→ **SHORT EXERCISE**
Output the full listing word for word.

→ **A block of data**
+--

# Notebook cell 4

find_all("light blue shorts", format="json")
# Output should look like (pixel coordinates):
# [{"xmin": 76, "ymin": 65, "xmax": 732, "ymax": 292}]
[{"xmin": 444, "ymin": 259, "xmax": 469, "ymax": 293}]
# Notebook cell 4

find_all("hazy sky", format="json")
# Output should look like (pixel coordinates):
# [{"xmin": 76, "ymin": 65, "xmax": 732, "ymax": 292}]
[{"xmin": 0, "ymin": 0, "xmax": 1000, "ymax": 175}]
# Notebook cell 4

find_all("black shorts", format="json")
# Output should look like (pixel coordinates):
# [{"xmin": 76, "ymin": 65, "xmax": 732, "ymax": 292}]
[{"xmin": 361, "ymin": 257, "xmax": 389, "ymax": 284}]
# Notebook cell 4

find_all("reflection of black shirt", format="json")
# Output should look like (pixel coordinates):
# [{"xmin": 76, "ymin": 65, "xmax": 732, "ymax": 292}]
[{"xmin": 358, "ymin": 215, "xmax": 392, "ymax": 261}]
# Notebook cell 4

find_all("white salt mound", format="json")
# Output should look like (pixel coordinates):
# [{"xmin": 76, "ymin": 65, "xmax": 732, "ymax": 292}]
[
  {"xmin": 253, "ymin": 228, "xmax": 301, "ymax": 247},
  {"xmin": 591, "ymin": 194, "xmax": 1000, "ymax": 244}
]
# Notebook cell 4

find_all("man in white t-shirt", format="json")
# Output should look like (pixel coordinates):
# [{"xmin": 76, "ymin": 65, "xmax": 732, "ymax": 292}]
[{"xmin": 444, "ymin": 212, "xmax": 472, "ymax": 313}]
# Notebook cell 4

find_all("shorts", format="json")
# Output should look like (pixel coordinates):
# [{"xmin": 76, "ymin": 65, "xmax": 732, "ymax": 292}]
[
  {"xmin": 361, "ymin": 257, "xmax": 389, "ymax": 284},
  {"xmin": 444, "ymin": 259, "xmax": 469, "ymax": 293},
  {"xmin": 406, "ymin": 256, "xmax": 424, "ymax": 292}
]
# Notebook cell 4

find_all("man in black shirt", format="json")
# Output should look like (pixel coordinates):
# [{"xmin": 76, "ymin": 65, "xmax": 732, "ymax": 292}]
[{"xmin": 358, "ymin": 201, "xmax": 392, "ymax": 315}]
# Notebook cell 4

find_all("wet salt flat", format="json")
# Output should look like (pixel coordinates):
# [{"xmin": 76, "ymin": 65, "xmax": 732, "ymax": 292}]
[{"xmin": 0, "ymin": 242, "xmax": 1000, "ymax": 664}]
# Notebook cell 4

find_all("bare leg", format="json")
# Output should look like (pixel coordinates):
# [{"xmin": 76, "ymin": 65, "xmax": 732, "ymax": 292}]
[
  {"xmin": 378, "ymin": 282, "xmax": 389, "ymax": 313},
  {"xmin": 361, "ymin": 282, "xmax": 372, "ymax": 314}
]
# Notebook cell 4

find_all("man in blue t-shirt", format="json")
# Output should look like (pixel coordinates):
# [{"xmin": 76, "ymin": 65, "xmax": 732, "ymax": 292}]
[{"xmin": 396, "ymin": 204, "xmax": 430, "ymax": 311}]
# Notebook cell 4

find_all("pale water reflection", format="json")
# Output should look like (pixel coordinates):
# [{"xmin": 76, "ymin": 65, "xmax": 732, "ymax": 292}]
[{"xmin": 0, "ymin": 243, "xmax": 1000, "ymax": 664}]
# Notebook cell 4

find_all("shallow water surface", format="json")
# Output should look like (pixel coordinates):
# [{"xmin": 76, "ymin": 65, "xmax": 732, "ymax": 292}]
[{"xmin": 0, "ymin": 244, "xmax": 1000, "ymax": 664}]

+--

→ **REPLY TO THE TASK**
# Notebook cell 4

find_all("light blue shorts", format="json")
# Output should look like (pixel coordinates):
# [{"xmin": 76, "ymin": 65, "xmax": 732, "ymax": 292}]
[{"xmin": 444, "ymin": 259, "xmax": 469, "ymax": 293}]
# Notebook cell 4

find_all("hazy sky", format="json")
# Output should look like (pixel coordinates):
# [{"xmin": 76, "ymin": 65, "xmax": 732, "ymax": 292}]
[{"xmin": 0, "ymin": 0, "xmax": 1000, "ymax": 175}]
# Notebook cell 4

find_all("black shorts", format="json")
# Output should look like (pixel coordinates):
# [{"xmin": 76, "ymin": 65, "xmax": 732, "ymax": 292}]
[{"xmin": 361, "ymin": 257, "xmax": 389, "ymax": 284}]
# Notebook cell 4

find_all("reflection of black shirt", format="json")
# Output should look like (pixel coordinates):
# [{"xmin": 76, "ymin": 65, "xmax": 732, "ymax": 292}]
[{"xmin": 358, "ymin": 215, "xmax": 392, "ymax": 261}]
# Notebook cell 4

find_all("white salt mound", format="json")
# Output should look like (pixel coordinates):
# [{"xmin": 76, "ymin": 65, "xmax": 732, "ymax": 292}]
[
  {"xmin": 253, "ymin": 228, "xmax": 301, "ymax": 247},
  {"xmin": 591, "ymin": 194, "xmax": 1000, "ymax": 244}
]
# Notebook cell 4

find_all("man in white t-shirt", format="json")
# Output should look like (pixel coordinates):
# [{"xmin": 76, "ymin": 65, "xmax": 732, "ymax": 292}]
[{"xmin": 444, "ymin": 212, "xmax": 472, "ymax": 313}]
# Notebook cell 4

find_all("shorts", format="json")
# Output should look like (pixel coordinates):
# [{"xmin": 76, "ymin": 65, "xmax": 732, "ymax": 292}]
[
  {"xmin": 361, "ymin": 257, "xmax": 389, "ymax": 284},
  {"xmin": 444, "ymin": 259, "xmax": 469, "ymax": 293},
  {"xmin": 406, "ymin": 256, "xmax": 424, "ymax": 292}
]
# Notebook cell 4

find_all("man in black shirt", format="json")
# Output should look like (pixel coordinates):
# [{"xmin": 76, "ymin": 65, "xmax": 732, "ymax": 292}]
[{"xmin": 358, "ymin": 201, "xmax": 392, "ymax": 315}]
# Notebook cell 4

find_all("wet salt flat", format="json")
# Output should look like (pixel coordinates):
# [{"xmin": 76, "ymin": 65, "xmax": 732, "ymax": 292}]
[{"xmin": 0, "ymin": 242, "xmax": 1000, "ymax": 664}]
# Notebook cell 4

find_all("bare leg", format="json")
# Output should look like (pixel coordinates):
# [{"xmin": 76, "ymin": 65, "xmax": 732, "ymax": 292}]
[
  {"xmin": 378, "ymin": 282, "xmax": 389, "ymax": 313},
  {"xmin": 361, "ymin": 282, "xmax": 372, "ymax": 314}
]
# Notebook cell 4

find_all("man in blue t-shirt", format="json")
# Output should look like (pixel coordinates):
# [{"xmin": 76, "ymin": 65, "xmax": 732, "ymax": 292}]
[{"xmin": 396, "ymin": 204, "xmax": 430, "ymax": 311}]
# Notebook cell 4

find_all("pale water reflection", format="json")
# Output should look like (pixel coordinates):
# [{"xmin": 76, "ymin": 65, "xmax": 732, "ymax": 292}]
[{"xmin": 0, "ymin": 243, "xmax": 1000, "ymax": 664}]
# Notebook cell 4

find_all("shallow water surface", format="json")
# Output should look like (pixel coordinates):
# [{"xmin": 76, "ymin": 65, "xmax": 732, "ymax": 292}]
[{"xmin": 0, "ymin": 244, "xmax": 1000, "ymax": 664}]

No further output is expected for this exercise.